Required work: Repeat the listing below in full, exactly as it stands.

Records for processing:
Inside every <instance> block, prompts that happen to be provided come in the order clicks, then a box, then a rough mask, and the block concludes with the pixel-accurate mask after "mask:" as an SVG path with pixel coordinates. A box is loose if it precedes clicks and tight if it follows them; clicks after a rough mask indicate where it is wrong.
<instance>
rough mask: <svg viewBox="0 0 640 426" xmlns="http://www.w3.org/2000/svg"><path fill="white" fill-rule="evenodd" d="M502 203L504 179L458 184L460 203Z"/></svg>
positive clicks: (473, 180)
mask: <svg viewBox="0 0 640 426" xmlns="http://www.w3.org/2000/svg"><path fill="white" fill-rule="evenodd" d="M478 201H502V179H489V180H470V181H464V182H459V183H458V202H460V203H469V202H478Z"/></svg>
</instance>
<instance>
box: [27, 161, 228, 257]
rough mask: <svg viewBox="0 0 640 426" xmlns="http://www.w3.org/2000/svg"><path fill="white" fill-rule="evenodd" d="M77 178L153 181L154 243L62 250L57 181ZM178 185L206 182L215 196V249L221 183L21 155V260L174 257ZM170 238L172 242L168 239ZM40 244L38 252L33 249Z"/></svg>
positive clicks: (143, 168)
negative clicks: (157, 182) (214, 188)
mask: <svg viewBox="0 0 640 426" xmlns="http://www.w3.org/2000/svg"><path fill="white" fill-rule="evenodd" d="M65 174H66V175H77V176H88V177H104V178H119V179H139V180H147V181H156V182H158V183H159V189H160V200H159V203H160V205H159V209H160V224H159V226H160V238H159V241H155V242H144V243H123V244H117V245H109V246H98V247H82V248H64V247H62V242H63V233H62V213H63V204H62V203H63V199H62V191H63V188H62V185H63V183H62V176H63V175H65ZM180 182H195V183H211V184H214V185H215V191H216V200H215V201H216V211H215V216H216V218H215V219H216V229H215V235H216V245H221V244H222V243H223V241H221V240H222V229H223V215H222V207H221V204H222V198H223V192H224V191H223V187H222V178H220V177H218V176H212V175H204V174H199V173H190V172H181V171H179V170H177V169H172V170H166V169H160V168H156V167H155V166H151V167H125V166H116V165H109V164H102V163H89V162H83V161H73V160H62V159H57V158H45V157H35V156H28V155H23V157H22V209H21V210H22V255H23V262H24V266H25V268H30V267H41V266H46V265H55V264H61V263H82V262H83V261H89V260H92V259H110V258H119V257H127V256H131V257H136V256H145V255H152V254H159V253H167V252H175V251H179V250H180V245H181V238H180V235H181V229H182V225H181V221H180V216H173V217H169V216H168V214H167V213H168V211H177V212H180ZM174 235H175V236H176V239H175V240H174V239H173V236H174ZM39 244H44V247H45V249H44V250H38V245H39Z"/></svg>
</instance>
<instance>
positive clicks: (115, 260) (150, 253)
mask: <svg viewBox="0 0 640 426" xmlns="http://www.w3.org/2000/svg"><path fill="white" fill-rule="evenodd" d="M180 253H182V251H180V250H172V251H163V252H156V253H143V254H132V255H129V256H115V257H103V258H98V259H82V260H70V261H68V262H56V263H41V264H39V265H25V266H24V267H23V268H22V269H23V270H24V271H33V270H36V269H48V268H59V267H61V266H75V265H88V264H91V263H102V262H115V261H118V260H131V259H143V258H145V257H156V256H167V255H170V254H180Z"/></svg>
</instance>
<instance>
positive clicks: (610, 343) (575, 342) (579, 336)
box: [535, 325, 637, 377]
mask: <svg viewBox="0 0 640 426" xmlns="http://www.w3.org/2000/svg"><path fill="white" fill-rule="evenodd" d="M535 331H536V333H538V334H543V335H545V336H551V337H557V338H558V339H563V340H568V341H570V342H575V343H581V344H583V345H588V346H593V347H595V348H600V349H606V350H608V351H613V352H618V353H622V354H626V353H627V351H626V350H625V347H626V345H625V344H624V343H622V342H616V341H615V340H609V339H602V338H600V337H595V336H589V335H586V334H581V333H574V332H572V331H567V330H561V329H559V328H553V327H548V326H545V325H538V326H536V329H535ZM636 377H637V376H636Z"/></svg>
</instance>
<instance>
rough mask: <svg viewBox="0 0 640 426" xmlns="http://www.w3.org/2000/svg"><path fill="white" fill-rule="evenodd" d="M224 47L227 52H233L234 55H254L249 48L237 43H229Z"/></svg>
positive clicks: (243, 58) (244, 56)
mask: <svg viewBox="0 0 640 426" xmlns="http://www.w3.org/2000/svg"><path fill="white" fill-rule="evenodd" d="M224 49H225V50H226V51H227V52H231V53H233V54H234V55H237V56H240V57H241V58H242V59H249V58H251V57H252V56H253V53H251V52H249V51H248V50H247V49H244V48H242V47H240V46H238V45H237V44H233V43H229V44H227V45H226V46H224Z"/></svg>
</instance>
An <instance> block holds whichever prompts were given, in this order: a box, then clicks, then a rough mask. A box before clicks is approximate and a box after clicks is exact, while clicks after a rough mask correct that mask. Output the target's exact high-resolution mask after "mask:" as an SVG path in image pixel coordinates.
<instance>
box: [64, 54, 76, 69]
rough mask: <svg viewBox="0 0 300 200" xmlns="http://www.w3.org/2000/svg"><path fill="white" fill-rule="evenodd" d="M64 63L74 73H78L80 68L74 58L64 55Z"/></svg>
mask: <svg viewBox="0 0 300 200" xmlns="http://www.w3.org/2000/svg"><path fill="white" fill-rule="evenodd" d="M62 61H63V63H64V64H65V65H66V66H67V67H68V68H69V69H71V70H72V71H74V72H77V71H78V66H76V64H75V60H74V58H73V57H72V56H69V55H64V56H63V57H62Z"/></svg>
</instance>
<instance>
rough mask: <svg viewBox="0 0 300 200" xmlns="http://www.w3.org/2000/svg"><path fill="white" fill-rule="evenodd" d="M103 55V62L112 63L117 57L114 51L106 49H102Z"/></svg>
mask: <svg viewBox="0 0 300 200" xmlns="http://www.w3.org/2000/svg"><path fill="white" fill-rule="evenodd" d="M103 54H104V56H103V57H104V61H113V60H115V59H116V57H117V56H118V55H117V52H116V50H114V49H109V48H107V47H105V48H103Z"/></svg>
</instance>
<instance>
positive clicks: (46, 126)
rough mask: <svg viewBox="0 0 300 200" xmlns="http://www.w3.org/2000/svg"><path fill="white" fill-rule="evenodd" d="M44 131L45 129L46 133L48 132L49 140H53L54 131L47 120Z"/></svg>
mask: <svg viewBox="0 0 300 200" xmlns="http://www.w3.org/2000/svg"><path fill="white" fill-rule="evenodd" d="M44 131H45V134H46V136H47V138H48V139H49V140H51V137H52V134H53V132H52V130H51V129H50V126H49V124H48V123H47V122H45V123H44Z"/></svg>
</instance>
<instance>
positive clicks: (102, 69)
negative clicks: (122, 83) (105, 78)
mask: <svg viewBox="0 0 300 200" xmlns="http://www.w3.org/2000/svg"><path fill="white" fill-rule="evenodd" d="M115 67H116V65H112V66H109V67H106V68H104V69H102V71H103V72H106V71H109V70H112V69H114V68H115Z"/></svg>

Response area:
Inside every <instance> block, prompts that happen to be provided come in the order clicks, then a box, then a rough mask, and the block concludes with the pixel-accurate mask after "mask:" as an SVG path with pixel coordinates. A box is loose if it precedes clicks and tight if it follows them; clicks after a rough mask indicate where it is wrong.
<instance>
rough mask: <svg viewBox="0 0 640 426" xmlns="http://www.w3.org/2000/svg"><path fill="white" fill-rule="evenodd" d="M502 203L504 179L458 184L460 203Z"/></svg>
positive clicks: (473, 180)
mask: <svg viewBox="0 0 640 426" xmlns="http://www.w3.org/2000/svg"><path fill="white" fill-rule="evenodd" d="M478 201H502V179H489V180H470V181H464V182H459V183H458V202H460V203H469V202H478Z"/></svg>
</instance>
<instance>
box: [27, 161, 228, 257]
rough mask: <svg viewBox="0 0 640 426" xmlns="http://www.w3.org/2000/svg"><path fill="white" fill-rule="evenodd" d="M77 178L153 181L154 243L62 250L57 181ZM178 185L206 182L215 196V249L221 183L21 155V260L174 257ZM170 238L172 242L168 239ZM40 244L38 252L33 249Z"/></svg>
positive clicks: (143, 168)
negative clicks: (157, 182) (214, 188)
mask: <svg viewBox="0 0 640 426" xmlns="http://www.w3.org/2000/svg"><path fill="white" fill-rule="evenodd" d="M65 174H66V175H77V176H88V177H104V178H119V179H139V180H147V181H156V182H158V183H159V189H160V200H159V203H160V205H159V209H160V224H159V226H160V238H159V241H155V242H144V243H123V244H117V245H109V246H98V247H82V248H64V247H62V242H63V233H62V213H63V204H62V203H63V199H62V191H63V188H62V185H63V183H62V176H63V175H65ZM180 182H195V183H211V184H214V185H215V191H216V200H215V201H216V211H215V216H216V218H215V219H216V229H215V235H216V245H221V244H222V243H223V241H221V240H222V229H223V215H222V207H221V204H222V198H223V192H224V191H223V187H222V178H220V177H218V176H212V175H204V174H199V173H190V172H181V171H179V170H177V169H172V170H166V169H160V168H156V167H155V166H151V167H125V166H116V165H109V164H102V163H89V162H83V161H73V160H62V159H57V158H45V157H35V156H28V155H23V157H22V209H21V210H22V255H23V262H24V266H25V268H30V267H41V266H46V265H55V264H61V263H82V262H83V261H89V260H92V259H110V258H119V257H127V256H131V257H136V256H145V255H152V254H159V253H167V252H175V251H179V250H180V245H181V238H180V235H181V229H182V225H181V221H180V216H173V217H169V216H168V214H167V213H168V211H177V212H180ZM174 235H175V236H176V239H175V240H174V239H173V236H174ZM39 244H44V247H45V249H44V250H38V245H39Z"/></svg>
</instance>
<instance>
positive clicks: (115, 260) (150, 253)
mask: <svg viewBox="0 0 640 426" xmlns="http://www.w3.org/2000/svg"><path fill="white" fill-rule="evenodd" d="M180 253H182V251H180V250H172V251H163V252H156V253H143V254H132V255H129V256H115V257H103V258H98V259H82V260H70V261H68V262H56V263H41V264H39V265H25V266H24V267H23V268H22V269H23V270H24V271H33V270H36V269H48V268H59V267H61V266H75V265H88V264H91V263H102V262H115V261H118V260H131V259H143V258H145V257H156V256H167V255H170V254H180Z"/></svg>
</instance>
<instance>
positive clicks: (610, 343) (575, 342) (579, 336)
box: [535, 325, 637, 377]
mask: <svg viewBox="0 0 640 426" xmlns="http://www.w3.org/2000/svg"><path fill="white" fill-rule="evenodd" d="M535 331H536V333H538V334H543V335H545V336H551V337H557V338H558V339H563V340H568V341H570V342H575V343H581V344H583V345H588V346H593V347H595V348H600V349H606V350H608V351H613V352H618V353H622V354H626V353H627V351H626V350H625V347H626V345H625V344H624V343H622V342H616V341H615V340H609V339H602V338H600V337H595V336H589V335H586V334H581V333H574V332H572V331H567V330H561V329H559V328H553V327H548V326H545V325H538V326H536V329H535ZM636 377H637V376H636Z"/></svg>
</instance>
<instance>
rough mask: <svg viewBox="0 0 640 426" xmlns="http://www.w3.org/2000/svg"><path fill="white" fill-rule="evenodd" d="M224 47L227 52H233L234 55H254L249 48L237 43H229Z"/></svg>
positive clicks: (243, 58) (244, 56)
mask: <svg viewBox="0 0 640 426" xmlns="http://www.w3.org/2000/svg"><path fill="white" fill-rule="evenodd" d="M224 49H225V50H226V51H227V52H231V53H233V54H234V55H237V56H240V57H241V58H242V59H249V58H251V57H252V56H253V53H251V52H249V51H248V50H247V49H244V48H242V47H240V46H238V45H237V44H233V43H229V44H227V45H226V46H224Z"/></svg>
</instance>
An <instance> block holds whichever prompts were given, in this order: a box, then clicks, then a rough mask. A box before clicks is approximate and a box after clicks is exact, while clicks after a rough mask correct that mask. Output the target's exact high-resolution mask after "mask:" as an SVG path in image pixel coordinates.
<instance>
box: [64, 54, 76, 69]
rough mask: <svg viewBox="0 0 300 200" xmlns="http://www.w3.org/2000/svg"><path fill="white" fill-rule="evenodd" d="M64 63L74 73H78L80 68L74 58L64 55Z"/></svg>
mask: <svg viewBox="0 0 300 200" xmlns="http://www.w3.org/2000/svg"><path fill="white" fill-rule="evenodd" d="M62 61H63V63H64V64H65V65H66V66H67V67H68V68H69V69H71V70H72V71H74V72H77V71H78V66H76V64H75V60H74V58H73V57H72V56H69V55H64V56H63V57H62Z"/></svg>
</instance>
<instance>
rough mask: <svg viewBox="0 0 300 200" xmlns="http://www.w3.org/2000/svg"><path fill="white" fill-rule="evenodd" d="M103 55V62L112 63L117 57L114 51L106 49H102Z"/></svg>
mask: <svg viewBox="0 0 300 200" xmlns="http://www.w3.org/2000/svg"><path fill="white" fill-rule="evenodd" d="M103 54H104V56H103V57H104V61H113V60H115V59H116V57H117V56H118V55H117V52H116V50H114V49H109V48H107V47H105V48H103Z"/></svg>
</instance>
<instance>
positive clicks: (46, 126)
rough mask: <svg viewBox="0 0 300 200" xmlns="http://www.w3.org/2000/svg"><path fill="white" fill-rule="evenodd" d="M44 131L45 129L46 133L48 132L49 140H53L54 131L47 120Z"/></svg>
mask: <svg viewBox="0 0 300 200" xmlns="http://www.w3.org/2000/svg"><path fill="white" fill-rule="evenodd" d="M44 131H45V134H46V136H47V138H48V139H49V140H51V137H52V134H53V132H52V130H51V129H50V126H49V124H48V123H47V122H45V123H44Z"/></svg>
</instance>
<instance>
positive clicks: (102, 69)
negative clicks: (122, 83) (105, 78)
mask: <svg viewBox="0 0 300 200" xmlns="http://www.w3.org/2000/svg"><path fill="white" fill-rule="evenodd" d="M115 67H116V65H112V66H109V67H106V68H104V69H102V71H103V72H106V71H109V70H112V69H114V68H115Z"/></svg>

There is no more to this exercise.